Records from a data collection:

________________________________________

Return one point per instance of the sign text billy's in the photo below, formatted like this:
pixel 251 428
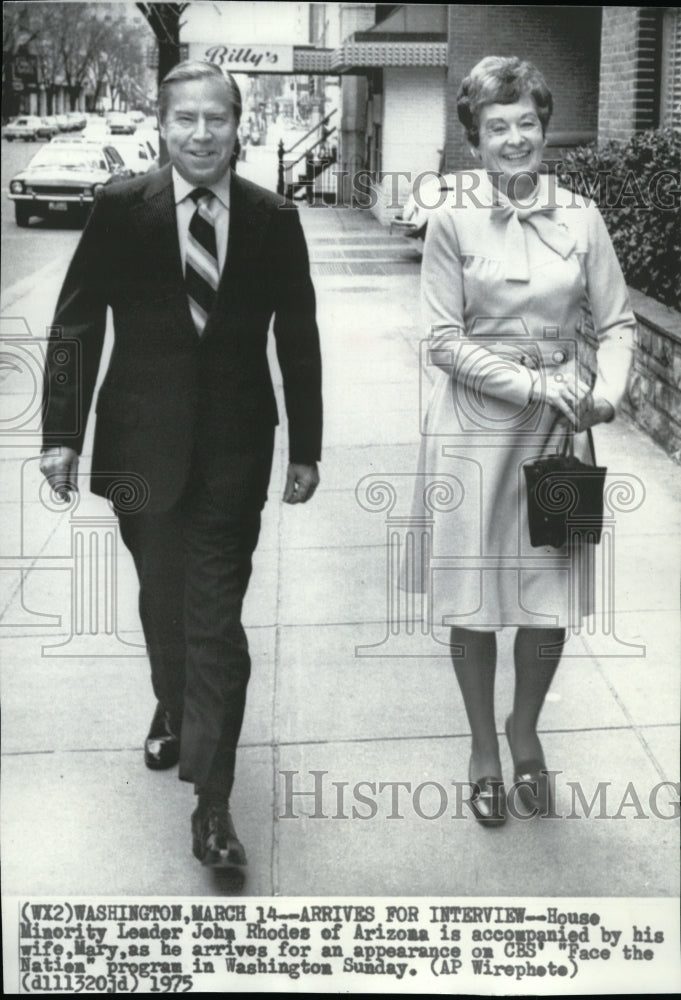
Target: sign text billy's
pixel 244 57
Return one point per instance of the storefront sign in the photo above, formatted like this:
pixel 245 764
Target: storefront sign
pixel 244 57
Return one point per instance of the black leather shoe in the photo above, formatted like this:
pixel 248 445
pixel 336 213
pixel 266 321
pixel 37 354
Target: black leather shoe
pixel 531 780
pixel 488 800
pixel 162 745
pixel 215 843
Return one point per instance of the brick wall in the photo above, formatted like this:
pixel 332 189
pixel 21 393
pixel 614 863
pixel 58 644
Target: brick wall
pixel 564 43
pixel 630 68
pixel 356 17
pixel 653 398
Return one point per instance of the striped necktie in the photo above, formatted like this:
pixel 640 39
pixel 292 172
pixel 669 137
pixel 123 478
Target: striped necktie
pixel 202 271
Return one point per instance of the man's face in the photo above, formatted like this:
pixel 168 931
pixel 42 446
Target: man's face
pixel 200 129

________________________________________

**SHORT TASK**
Copy every row above word for word, leaving out the pictures.

**RESPONSE TO THE TASK**
Return one point per instance of the sign text billy's in the photo below, formatted like this:
pixel 251 428
Target: sign text billy's
pixel 244 57
Return one point per instance of the storefront sign in the photo above, formatted like this:
pixel 245 764
Target: storefront sign
pixel 244 57
Return one point per instance of the black leather shoe in the photo above, formatted like this:
pixel 248 445
pixel 336 213
pixel 266 321
pixel 37 354
Target: black leather shoe
pixel 531 780
pixel 488 800
pixel 162 745
pixel 215 843
Return one point per instance of the brick wall in the photo above, formatted like this:
pixel 332 189
pixel 21 393
pixel 614 863
pixel 58 644
Target: brick wall
pixel 564 43
pixel 630 68
pixel 356 17
pixel 653 398
Return one point per instance of the striped necktie in the photo above, formatted like this:
pixel 640 39
pixel 292 172
pixel 669 137
pixel 123 478
Target: striped necktie
pixel 202 271
Return one point per instance of the man's face in the photo above, formatted like this:
pixel 168 931
pixel 42 446
Target: man's face
pixel 200 129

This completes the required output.